Count the lines in the material below that contain the word "between" and give only that number.

LISTED RECORDS.
::::::::

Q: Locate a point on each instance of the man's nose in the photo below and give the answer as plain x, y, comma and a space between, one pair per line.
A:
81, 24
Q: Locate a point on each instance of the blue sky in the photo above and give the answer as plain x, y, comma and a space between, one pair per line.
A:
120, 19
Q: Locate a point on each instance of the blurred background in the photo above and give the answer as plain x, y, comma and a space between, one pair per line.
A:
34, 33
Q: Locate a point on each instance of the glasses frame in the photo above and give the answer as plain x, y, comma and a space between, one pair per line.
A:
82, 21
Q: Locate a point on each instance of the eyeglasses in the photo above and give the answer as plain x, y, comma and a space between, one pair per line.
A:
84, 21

::::::::

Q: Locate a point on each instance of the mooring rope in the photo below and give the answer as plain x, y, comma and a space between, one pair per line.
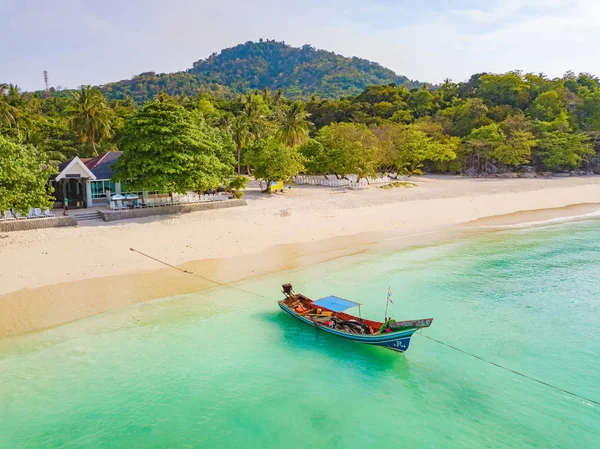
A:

::::::::

RESULT FOR THIS TASK. 6